EXTRACT PROVIDED: Begin
Miss You Most of All is on sale for Kindle. (Click here.) I’m not sure how much longer this will be the case, so now’s a good time to take advantage of a deal.
Life is Sweet goes on sale tomorrow!
Lately I’ve read a couple of postings from book bloggers I follow who have been debating whether or not to say negative things about books they’ve read. There are a couple of reasons for their not wanting to stray from the path of four- and five-star niceness: They don’t want to hurt authors’ feelings, or they don’t want to incur the wrath of those whose books they pan. I understand their hesitation. Occasionally authors or their fans get in a snit and argue with the reviewer in the comments section of the blog, which is never pretty. I’ve seen talented bloggers give up on their websites, and that’s a shame.
The trouble is, if all the reviews in the world are good ones, readers exist in a hard-to-navigate literary Lake Wobegon, where all the books are above average.
I don’t review books, although I will recommend the ones I like. I’m an author, and I don’t feel comfortable panning fellow authors. (I know there’s a proud, entertaining history of this, but I don’t exist in the world of The New York Times Book Review.) Of course, as a writer I want all the reviews of my books to be glowing. It’s natural. Negative reviews sting–especially when the reviewer is able to make me see her point. Really awful reviews, ones that are the review equivalent of a drive-by shooting, usually make me laugh, at least at first. For example, here’s an excerpt from an Amazon review about book I wrote:
RUN! Don’t even make eye contact with this book. I think I would have much rather ate a bowl of pig vomit than to have gone through what I did with this book.
EXTRACT PROVIDED: End
RECORDS: Begin
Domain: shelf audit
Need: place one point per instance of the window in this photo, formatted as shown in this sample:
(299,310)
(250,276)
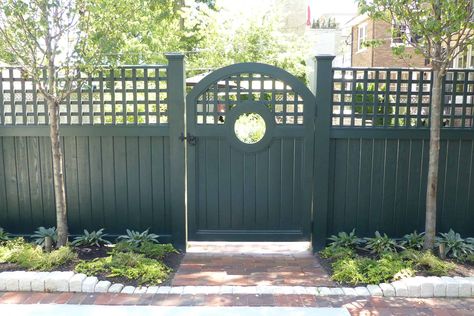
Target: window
(361,37)
(401,34)
(465,59)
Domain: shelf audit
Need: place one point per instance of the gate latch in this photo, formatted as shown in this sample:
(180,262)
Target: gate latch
(191,139)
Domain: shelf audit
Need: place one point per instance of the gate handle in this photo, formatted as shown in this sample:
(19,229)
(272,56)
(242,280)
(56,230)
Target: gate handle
(191,139)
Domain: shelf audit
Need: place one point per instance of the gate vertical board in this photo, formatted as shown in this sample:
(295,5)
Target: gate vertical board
(176,108)
(323,90)
(258,191)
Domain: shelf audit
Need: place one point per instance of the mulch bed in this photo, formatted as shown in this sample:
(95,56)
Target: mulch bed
(172,260)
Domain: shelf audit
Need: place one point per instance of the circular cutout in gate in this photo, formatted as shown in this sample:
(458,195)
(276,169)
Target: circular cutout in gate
(250,128)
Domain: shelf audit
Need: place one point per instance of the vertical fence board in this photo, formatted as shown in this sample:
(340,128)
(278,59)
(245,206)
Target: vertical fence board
(3,193)
(35,182)
(224,185)
(97,184)
(133,184)
(146,193)
(109,184)
(21,157)
(72,189)
(274,182)
(11,184)
(47,183)
(121,194)
(212,183)
(287,183)
(237,189)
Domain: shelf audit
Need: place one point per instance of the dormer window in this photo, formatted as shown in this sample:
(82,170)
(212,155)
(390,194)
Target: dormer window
(361,37)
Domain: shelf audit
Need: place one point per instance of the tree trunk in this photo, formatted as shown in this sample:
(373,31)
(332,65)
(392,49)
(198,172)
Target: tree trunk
(433,166)
(58,174)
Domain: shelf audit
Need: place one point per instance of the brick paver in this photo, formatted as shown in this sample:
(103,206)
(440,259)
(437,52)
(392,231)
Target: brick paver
(355,305)
(199,269)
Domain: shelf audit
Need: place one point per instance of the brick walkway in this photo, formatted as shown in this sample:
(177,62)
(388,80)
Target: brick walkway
(355,305)
(224,268)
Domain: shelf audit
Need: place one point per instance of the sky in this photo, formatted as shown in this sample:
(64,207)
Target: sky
(319,7)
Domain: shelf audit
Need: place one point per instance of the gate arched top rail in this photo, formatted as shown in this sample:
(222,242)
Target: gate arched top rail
(255,68)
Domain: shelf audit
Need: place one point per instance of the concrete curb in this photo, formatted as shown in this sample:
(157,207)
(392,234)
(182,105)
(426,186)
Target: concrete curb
(68,281)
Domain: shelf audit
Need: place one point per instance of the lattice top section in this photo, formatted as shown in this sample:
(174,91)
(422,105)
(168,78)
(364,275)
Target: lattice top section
(129,95)
(214,103)
(399,98)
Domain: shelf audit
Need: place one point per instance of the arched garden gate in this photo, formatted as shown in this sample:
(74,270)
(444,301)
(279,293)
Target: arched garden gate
(257,188)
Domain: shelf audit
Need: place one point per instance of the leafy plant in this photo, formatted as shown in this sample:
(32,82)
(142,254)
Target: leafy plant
(4,236)
(149,249)
(343,239)
(94,238)
(454,246)
(381,244)
(137,238)
(336,253)
(129,265)
(370,271)
(41,233)
(413,241)
(348,270)
(427,261)
(32,257)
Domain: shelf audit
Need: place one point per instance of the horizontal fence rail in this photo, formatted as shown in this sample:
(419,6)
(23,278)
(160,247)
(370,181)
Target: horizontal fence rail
(400,98)
(127,95)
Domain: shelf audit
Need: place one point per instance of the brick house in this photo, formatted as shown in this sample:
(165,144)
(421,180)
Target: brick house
(365,29)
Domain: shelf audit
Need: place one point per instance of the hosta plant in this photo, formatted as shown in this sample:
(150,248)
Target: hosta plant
(381,244)
(345,240)
(137,238)
(94,238)
(41,233)
(413,241)
(454,246)
(4,236)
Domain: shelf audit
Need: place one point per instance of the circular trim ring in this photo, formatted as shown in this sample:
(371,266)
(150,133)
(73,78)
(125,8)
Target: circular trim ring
(250,107)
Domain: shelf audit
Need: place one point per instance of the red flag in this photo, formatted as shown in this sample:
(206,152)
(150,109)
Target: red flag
(308,20)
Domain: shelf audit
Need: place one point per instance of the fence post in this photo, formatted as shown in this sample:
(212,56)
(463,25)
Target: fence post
(323,85)
(176,87)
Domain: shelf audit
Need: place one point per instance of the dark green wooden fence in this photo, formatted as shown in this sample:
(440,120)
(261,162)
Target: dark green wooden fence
(125,163)
(378,142)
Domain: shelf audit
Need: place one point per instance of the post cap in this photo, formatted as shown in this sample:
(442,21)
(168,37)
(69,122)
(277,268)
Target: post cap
(324,57)
(174,56)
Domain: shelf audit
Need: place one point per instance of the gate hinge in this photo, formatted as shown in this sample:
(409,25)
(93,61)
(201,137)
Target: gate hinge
(191,139)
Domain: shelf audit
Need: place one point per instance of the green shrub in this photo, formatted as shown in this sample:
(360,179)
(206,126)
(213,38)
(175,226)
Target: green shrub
(336,253)
(343,239)
(413,241)
(388,267)
(149,249)
(365,270)
(427,261)
(94,238)
(349,270)
(137,238)
(4,236)
(381,244)
(454,246)
(129,265)
(32,257)
(469,259)
(41,233)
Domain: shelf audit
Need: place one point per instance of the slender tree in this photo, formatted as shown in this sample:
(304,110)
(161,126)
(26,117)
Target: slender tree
(49,36)
(439,30)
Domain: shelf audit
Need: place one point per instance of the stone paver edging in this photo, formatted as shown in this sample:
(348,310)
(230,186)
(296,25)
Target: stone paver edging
(68,281)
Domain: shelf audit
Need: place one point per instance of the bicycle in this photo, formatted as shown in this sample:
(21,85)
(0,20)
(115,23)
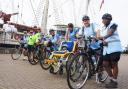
RECORDS: End
-- EXERCISE A --
Please list every proper name in the post about negative book reviews, including titles, products, companies and places, in the order they appear.
-- EXERCISE B --
Resume the post about negative book reviews immediately after its final line, keeping the author's voice.
The listing is not needed for anything that comes next.

-- ANSWER SPACE A --
Miss You Most of All
Kindle
Life is Sweet
Lake Wobegon
The New York Times Book Review
Amazon

-- ANSWER SPACE B --
Yikes! I don’t know about you, but if something I’m reading gets to the pig vomit stage, I quit reading and put the book in the thrift store pile or return it to the library. Would I like to be able to erase this review from public view? In my imaginary, me-centered world, yes. (Nicer still if I could erase it from my brain!) Yet there it sits after nearly a decade, and according to Amazon, four people have found the review helpful. Believe it or not, it’s those four people who make me glad the bad review remains on the website. Hard as it is for me to accept, those four readers saw something in that review that spoke to them. I’d like to think that it’s their loss…but maybe it saved them from wasting their money on a book that they really wouldn’t have liked.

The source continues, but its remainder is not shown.